- [Exercise aim]:
Transcribe each record exactly. Omit the pictures.

- [Task data]:
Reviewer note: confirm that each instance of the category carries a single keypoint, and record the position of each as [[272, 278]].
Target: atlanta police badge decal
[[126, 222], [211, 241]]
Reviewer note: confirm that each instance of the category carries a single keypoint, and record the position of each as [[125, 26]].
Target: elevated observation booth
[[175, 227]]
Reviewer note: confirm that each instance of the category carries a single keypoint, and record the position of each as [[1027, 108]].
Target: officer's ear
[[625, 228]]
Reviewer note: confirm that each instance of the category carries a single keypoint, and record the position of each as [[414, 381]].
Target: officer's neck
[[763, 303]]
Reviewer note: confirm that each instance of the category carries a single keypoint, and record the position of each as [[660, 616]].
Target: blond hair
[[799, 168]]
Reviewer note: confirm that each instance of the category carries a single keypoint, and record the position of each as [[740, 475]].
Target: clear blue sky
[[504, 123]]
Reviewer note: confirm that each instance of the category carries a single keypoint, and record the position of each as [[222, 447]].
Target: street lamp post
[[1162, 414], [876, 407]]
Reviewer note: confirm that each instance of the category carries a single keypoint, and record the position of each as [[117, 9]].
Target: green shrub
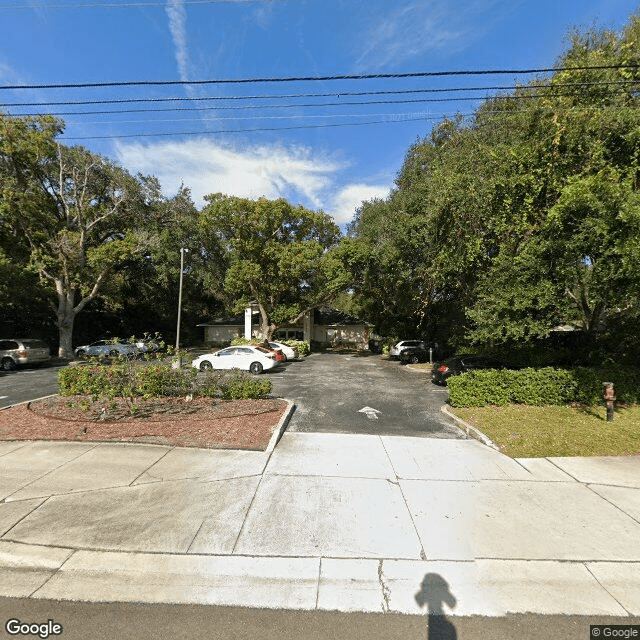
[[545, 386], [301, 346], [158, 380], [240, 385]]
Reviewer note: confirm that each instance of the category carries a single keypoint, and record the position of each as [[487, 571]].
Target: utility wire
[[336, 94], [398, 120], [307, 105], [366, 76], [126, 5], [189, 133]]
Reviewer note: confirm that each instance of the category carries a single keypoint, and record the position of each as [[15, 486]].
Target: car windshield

- [Result below]:
Reviewer note: confirm that each instance of the category carries a single keypoint, and record the position of each as [[272, 278]].
Target: atlanta police badge decal
[[126, 222], [211, 241]]
Reviewer note: confirm that each instance of the category carries a single keypoint, and record the position of each as [[125, 26]].
Target: elevated observation booth
[[175, 227]]
Reviewer note: confirm that each instance of the category carries a single keypoint, and record the position of each as [[1027, 108]].
Target: officer's ear
[[625, 228]]
Reviewer note: confirm that each instance of the category carries a single keypoint, and record the position of each as [[414, 381]].
Target: officer's neck
[[763, 303]]
Reviewer note: confirm that each instance of the category carries a single keypoint, and record the position of each as [[660, 616]].
Target: blond hair
[[799, 168]]
Reviewer note: confirm that each instance of the category carries a single keypoint, and record the position of each as [[740, 475]].
Target: clear blue sky
[[504, 123]]
Reviewer note: confirm that each instance of the category carries a single keypoint, and record the position of each as [[222, 447]].
Target: street lamp post
[[1162, 414], [876, 407]]
Reviewer note: confirm that each instance of the category carries a single keypoint, and record the position of each as [[117, 9]].
Target: green shrub
[[545, 386], [301, 346], [158, 380], [240, 385]]
Reviewer note: confirm that each instance of the category carries a single keypoint, and record the position of each as [[487, 571]].
Target: utility wire
[[336, 94], [398, 120], [307, 105], [366, 76], [126, 5], [189, 133]]
Reviewer note: confirm that each instance of the category carries a single keypoint, and record the position of each as [[15, 486]].
Target: car windshield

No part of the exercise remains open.